Record excerpts ->
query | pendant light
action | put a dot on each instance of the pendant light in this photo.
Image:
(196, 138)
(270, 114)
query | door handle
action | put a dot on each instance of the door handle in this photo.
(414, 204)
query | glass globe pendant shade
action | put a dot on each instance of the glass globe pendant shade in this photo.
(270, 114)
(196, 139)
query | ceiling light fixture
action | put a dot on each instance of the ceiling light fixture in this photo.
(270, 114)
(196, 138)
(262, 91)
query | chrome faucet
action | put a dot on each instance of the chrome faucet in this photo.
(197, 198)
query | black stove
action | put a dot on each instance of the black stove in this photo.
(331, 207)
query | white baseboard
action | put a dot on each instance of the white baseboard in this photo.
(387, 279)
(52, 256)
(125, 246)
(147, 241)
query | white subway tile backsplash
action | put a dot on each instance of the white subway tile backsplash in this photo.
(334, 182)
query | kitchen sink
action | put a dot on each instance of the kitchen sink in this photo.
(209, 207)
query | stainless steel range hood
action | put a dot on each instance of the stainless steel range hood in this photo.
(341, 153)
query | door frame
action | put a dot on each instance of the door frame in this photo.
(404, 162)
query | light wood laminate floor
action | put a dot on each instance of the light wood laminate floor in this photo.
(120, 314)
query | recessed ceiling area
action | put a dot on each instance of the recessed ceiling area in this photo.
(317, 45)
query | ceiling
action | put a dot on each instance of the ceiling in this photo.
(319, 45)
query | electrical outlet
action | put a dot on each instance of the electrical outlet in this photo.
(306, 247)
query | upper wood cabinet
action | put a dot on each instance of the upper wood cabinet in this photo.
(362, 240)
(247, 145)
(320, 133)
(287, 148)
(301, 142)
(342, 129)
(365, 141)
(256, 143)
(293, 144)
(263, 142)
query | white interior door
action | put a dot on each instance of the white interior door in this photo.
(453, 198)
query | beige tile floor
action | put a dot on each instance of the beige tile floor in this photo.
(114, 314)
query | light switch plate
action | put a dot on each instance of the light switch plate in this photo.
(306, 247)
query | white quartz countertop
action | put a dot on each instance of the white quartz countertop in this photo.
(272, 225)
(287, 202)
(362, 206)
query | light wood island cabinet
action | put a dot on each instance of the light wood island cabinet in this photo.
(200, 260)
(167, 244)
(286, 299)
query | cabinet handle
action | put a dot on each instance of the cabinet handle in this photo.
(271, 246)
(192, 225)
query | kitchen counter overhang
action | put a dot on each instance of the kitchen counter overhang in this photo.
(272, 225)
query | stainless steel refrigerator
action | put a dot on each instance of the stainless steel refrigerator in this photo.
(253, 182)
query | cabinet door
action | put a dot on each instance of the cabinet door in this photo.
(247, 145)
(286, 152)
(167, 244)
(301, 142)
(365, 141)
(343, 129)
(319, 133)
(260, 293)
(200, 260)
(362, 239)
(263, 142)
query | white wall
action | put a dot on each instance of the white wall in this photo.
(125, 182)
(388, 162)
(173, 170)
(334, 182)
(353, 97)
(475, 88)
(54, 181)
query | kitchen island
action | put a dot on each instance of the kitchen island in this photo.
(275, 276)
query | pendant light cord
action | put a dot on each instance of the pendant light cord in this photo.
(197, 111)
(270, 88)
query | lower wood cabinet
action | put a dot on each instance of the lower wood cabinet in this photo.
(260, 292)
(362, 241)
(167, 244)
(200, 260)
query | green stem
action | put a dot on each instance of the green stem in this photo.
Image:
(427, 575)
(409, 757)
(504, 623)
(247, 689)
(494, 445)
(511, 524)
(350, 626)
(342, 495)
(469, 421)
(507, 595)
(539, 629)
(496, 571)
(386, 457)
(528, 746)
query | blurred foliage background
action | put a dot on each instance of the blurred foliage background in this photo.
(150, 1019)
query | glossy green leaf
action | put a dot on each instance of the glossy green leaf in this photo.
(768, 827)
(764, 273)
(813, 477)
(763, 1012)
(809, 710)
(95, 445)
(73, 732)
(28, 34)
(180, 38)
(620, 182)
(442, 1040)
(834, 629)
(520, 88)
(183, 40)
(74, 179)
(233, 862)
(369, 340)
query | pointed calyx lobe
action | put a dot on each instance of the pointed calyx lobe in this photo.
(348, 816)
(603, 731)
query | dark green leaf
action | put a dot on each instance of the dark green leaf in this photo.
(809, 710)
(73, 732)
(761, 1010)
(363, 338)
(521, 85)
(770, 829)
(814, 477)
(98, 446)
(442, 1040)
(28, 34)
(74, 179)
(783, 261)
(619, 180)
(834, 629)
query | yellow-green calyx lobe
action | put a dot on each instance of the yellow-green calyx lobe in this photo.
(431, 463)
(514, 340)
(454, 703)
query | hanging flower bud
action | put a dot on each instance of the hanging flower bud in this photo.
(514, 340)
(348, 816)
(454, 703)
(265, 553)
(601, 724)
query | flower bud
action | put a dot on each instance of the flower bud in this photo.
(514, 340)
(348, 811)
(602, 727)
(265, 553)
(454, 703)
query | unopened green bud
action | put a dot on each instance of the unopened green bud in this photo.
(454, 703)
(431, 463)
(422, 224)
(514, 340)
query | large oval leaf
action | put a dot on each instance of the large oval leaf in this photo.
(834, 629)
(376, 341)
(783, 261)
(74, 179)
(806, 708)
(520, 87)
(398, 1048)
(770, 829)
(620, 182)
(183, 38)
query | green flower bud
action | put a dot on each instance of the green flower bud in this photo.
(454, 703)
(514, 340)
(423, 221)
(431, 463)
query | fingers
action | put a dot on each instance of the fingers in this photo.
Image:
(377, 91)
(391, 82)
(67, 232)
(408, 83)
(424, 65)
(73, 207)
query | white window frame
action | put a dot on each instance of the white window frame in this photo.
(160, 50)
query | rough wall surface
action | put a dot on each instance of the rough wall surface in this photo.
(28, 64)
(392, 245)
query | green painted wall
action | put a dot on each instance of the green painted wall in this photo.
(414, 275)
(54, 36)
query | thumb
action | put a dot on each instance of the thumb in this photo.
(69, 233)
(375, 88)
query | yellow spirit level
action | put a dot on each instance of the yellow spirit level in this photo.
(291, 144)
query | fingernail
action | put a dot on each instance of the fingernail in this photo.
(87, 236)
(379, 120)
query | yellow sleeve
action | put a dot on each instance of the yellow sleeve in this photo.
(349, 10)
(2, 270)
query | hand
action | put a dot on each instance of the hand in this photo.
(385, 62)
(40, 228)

Stated exercise ->
Extract each line from the listing above, please, and repeat it exactly.

Solution ->
query | pendant light
action | put a dot on each instance of the pendant light in this photo.
Image:
(196, 138)
(270, 114)
query | door handle
action | put a dot on each instance of the door handle in this photo.
(414, 204)
query | glass globe pendant shade
action | put a dot on each instance of the glass globe pendant shade in this photo.
(270, 114)
(196, 139)
query | ceiling light fixture
action | put a dot on each instance of the ceiling light fixture in this photo.
(270, 114)
(196, 138)
(262, 91)
query | chrome faucet
action | put a dot on each instance of the chrome faucet in this photo.
(197, 198)
query | black stove
action | put a dot on each instance of the black stove in this photo.
(331, 207)
query | white baseboard
action | put a dot on each instance of the white baseboard in this photo.
(387, 279)
(52, 256)
(125, 246)
(147, 241)
query | white subway tile backsplash
action | put a dot on each instance of the white subway tile backsplash in this photo.
(334, 182)
query | kitchen sink
action | put a dot on each instance of the kitchen sink in this photo.
(209, 207)
query | stainless steel range hood
action | put a dot on each instance of the stainless steel range hood in this photo.
(341, 153)
query | door frame
action | put a dot on each instance of the door frame in this photo.
(404, 162)
query | light wood laminate floor
action | put a dot on each instance of the light wood laminate floor in this photo.
(120, 314)
query | recessed ceiling area
action | put a dot on each instance of the recessed ceiling area in this photo.
(317, 45)
query | ceiling
action | put a dot on each instance of the ceiling in this photo.
(319, 45)
query | electrical outlet
action | put a dot on each instance of the electrical outlet in this photo.
(306, 247)
query | upper wood cabinet
action | put a dot on each instance of the upper wood cabinet in this photo.
(362, 240)
(247, 145)
(320, 133)
(287, 148)
(301, 142)
(342, 129)
(365, 141)
(256, 143)
(293, 144)
(263, 142)
query | white interior door
action | put a dot on each instance of the white interior door in this photo.
(453, 198)
query | beige tile floor
action | put a dot on each instance of the beige tile floor in this photo.
(114, 314)
query | light switch plate
action | put a dot on each instance of the light switch plate in this photo.
(306, 247)
query | white quartz countertop
action | put a dot on each instance of the white quartz countertop in this photo.
(272, 225)
(287, 202)
(362, 206)
query | light wood island cabinet
action | put a dot on each instance of the light wood island cabinet in this photo.
(200, 260)
(167, 244)
(286, 299)
query | cabinet handle
action | put a dot on each instance of the cabinet handle in this photo.
(271, 246)
(192, 225)
query | kitchen counter overhang
action | put a dot on each instance of the kitchen counter overhang in this photo.
(272, 225)
query | stainless steel refrigerator
action | put a dot on each instance of the stainless steel refrigerator in this photo.
(253, 182)
query | cabinet door
action | put a dot on each instance of the cabinet door in this photo.
(247, 145)
(286, 152)
(167, 244)
(301, 142)
(365, 141)
(343, 129)
(319, 133)
(260, 293)
(200, 260)
(362, 239)
(263, 142)
query | white wall
action | put a dot on each instance of the white wall in this photo.
(125, 182)
(388, 162)
(173, 170)
(334, 182)
(353, 97)
(475, 88)
(54, 181)
query | kitchen island
action | put a dot on each instance of the kitchen island in this photo.
(275, 276)
query | pendant light cord
action | put a dot on each instance of the pendant light cord in this photo.
(197, 111)
(270, 88)
query | lower wood cabinet
action | put a dot on each instance of the lower wood cabinet in this photo.
(260, 292)
(362, 241)
(167, 244)
(200, 260)
query | green stem
action | put a dot on each instance of the green stem in this photo.
Image:
(427, 575)
(409, 757)
(504, 623)
(247, 689)
(494, 445)
(511, 524)
(350, 626)
(342, 495)
(469, 421)
(507, 595)
(539, 629)
(496, 571)
(386, 457)
(528, 746)
query | blurred foliage background
action | put a dot on each instance of the blurred foliage background in this photo.
(150, 1019)
query | glossy green leaf
action | put a dot on each instance of the glossy green leaf in this photo.
(768, 827)
(764, 273)
(813, 477)
(763, 1012)
(809, 710)
(95, 445)
(73, 732)
(28, 34)
(180, 38)
(620, 182)
(442, 1040)
(834, 629)
(520, 88)
(183, 40)
(74, 179)
(233, 862)
(369, 340)
query | pointed calyx lobe
action | put a dot on each instance of the pointed calyx lobe in this photo.
(348, 816)
(603, 731)
query | dark green leaf
action | put a dot on each instance of the dark green leaf in this photo.
(809, 710)
(73, 732)
(761, 1010)
(363, 338)
(521, 85)
(770, 829)
(814, 477)
(98, 446)
(442, 1040)
(28, 34)
(74, 179)
(783, 261)
(619, 180)
(834, 629)
query | yellow-green calyx lobe
action | put a dot on each instance of the yellow-green calyx lobe in this photo.
(431, 463)
(514, 340)
(454, 703)
query | hanging flower bud
action | put a dot on each instance of the hanging flower bud in this photo.
(514, 340)
(348, 816)
(454, 703)
(265, 553)
(601, 724)
query | flower bud
action | put a dot on each instance of the flower bud in this photo.
(514, 340)
(348, 811)
(602, 727)
(265, 553)
(454, 703)
query | unopened green bud
action | put a dot on each instance of the unopened green bud in this photo.
(454, 703)
(431, 463)
(422, 224)
(514, 340)
query | large oval leaf
action | put a dot on each instance of the large oval leaf in this photo.
(834, 629)
(376, 341)
(783, 261)
(74, 179)
(806, 708)
(520, 87)
(398, 1048)
(770, 829)
(620, 182)
(183, 38)
query | green flower bud
action | put a dot on each instance of the green flower bud in this photo.
(454, 703)
(514, 340)
(423, 221)
(431, 463)
query | fingers
action | put a dot on each instance of the fingers in this photo.
Image:
(377, 91)
(391, 82)
(67, 232)
(408, 83)
(424, 65)
(73, 207)
query | white window frame
action | put a dot on each instance of the white window frame in this photo.
(160, 50)
query | rough wall surface
action | put a dot on each instance of the rough wall surface in this photo.
(28, 64)
(392, 245)
query | green painted wall
action | put a dot on each instance of the green painted wall in this photo.
(414, 275)
(54, 36)
query | thumb
action | put a dot on each instance of the thumb in this photo.
(69, 233)
(375, 88)
query | yellow spirit level
action | put a dot on each instance of the yellow spirit level in this photo.
(291, 144)
query | fingernail
action | put a dot on each instance of the fingernail in this photo.
(87, 236)
(379, 120)
query | yellow sleeve
action | put a dot on each instance of the yellow sleeve in this photo.
(349, 10)
(2, 270)
query | hand
action | put a dot on each instance of the hand in this photo.
(385, 62)
(40, 228)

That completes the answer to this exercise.